Natural language region descriptions
-------

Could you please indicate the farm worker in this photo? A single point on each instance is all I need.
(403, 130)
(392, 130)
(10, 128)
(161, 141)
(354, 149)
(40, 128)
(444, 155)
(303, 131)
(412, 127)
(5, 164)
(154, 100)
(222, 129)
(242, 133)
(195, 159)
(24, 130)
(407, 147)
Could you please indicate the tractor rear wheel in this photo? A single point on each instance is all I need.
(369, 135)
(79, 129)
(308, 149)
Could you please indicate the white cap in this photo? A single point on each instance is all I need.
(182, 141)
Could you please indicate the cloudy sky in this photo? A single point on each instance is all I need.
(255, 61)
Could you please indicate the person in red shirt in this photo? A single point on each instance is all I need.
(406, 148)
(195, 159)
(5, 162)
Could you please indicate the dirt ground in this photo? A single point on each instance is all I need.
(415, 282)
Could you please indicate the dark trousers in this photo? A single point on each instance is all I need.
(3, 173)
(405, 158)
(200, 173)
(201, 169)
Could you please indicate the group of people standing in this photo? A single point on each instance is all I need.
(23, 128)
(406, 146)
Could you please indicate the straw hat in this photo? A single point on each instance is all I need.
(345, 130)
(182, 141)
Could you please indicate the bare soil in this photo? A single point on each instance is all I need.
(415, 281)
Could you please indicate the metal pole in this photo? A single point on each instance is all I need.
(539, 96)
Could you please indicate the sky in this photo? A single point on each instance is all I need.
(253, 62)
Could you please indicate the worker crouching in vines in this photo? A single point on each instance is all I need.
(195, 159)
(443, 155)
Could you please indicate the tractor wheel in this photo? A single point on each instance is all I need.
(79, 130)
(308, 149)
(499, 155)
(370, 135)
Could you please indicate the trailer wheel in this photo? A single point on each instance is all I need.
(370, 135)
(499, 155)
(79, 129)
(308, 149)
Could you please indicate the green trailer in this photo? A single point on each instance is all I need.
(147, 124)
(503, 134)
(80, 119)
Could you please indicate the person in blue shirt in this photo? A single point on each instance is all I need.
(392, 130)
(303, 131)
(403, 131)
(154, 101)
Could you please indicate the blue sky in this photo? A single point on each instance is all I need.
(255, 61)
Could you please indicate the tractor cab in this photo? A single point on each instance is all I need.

-------

WHAT TO DO:
In full and word for word, write out the data above.

EXERCISE SOLUTION:
Could you please indicate the farm worker in this photo? A single point on each instance is all I need.
(403, 130)
(392, 130)
(10, 128)
(161, 141)
(354, 149)
(40, 128)
(444, 155)
(303, 131)
(412, 127)
(5, 164)
(154, 100)
(222, 129)
(242, 133)
(195, 159)
(24, 130)
(407, 147)
Could you please indicate the tractor rear wheel in this photo? A single point on each instance is all I need.
(369, 135)
(79, 129)
(308, 149)
Could you please indicate the white cap in this photo? A single point on each instance is all I need.
(182, 141)
Could you please indicate the cloudy sky in this photo? A single point on each instance is all I need.
(255, 61)
Could you please indicate the person in red shirt in this photo? A single point on each instance is all I need.
(406, 148)
(195, 159)
(5, 162)
Could you please indicate the dirt ground in this photo? A single point on each instance is all I need.
(415, 282)
Could you please indicate the dark trousers in this photo? A single point on each instance is all I need.
(3, 173)
(405, 158)
(200, 173)
(201, 169)
Could you please indicate the group of people standing in this photo? A single point on each instance is all I need.
(23, 128)
(406, 146)
Could you please indicate the straw hat in this photo? A single point on each instance is all I need.
(345, 130)
(182, 141)
Could you please indicate the bare soil in this photo? A single point on each instance is all I need.
(415, 281)
Could you please indicate the metal pole in this photo? A single point on each instance is all I need.
(539, 96)
Could you please indicate the sky in this photo? A single point on each instance is all I need.
(253, 62)
Could you please indicate the worker crouching in vines in this photo? A single point on each instance is all I need.
(195, 159)
(443, 155)
Could you please indicate the tractor wheel in this photo? A single point on each instance is all I need.
(79, 130)
(308, 149)
(499, 155)
(370, 135)
Could you please indicate the trailer wheel in this photo? A single point on each instance is all I need.
(370, 135)
(499, 155)
(79, 129)
(308, 149)
Could you please indicate the green trailer in this photo? A single point on each instance is all I need.
(147, 124)
(503, 134)
(80, 119)
Could you please indicate the person in blue shirt in this photo? A single point on each instance is all I need.
(392, 130)
(303, 131)
(403, 131)
(154, 101)
Could you please indicate the blue sky in this photo? A single point on each instance is all I need.
(255, 61)
Could you please indicate the tractor cab in this photo? A single point on each instance is all I need.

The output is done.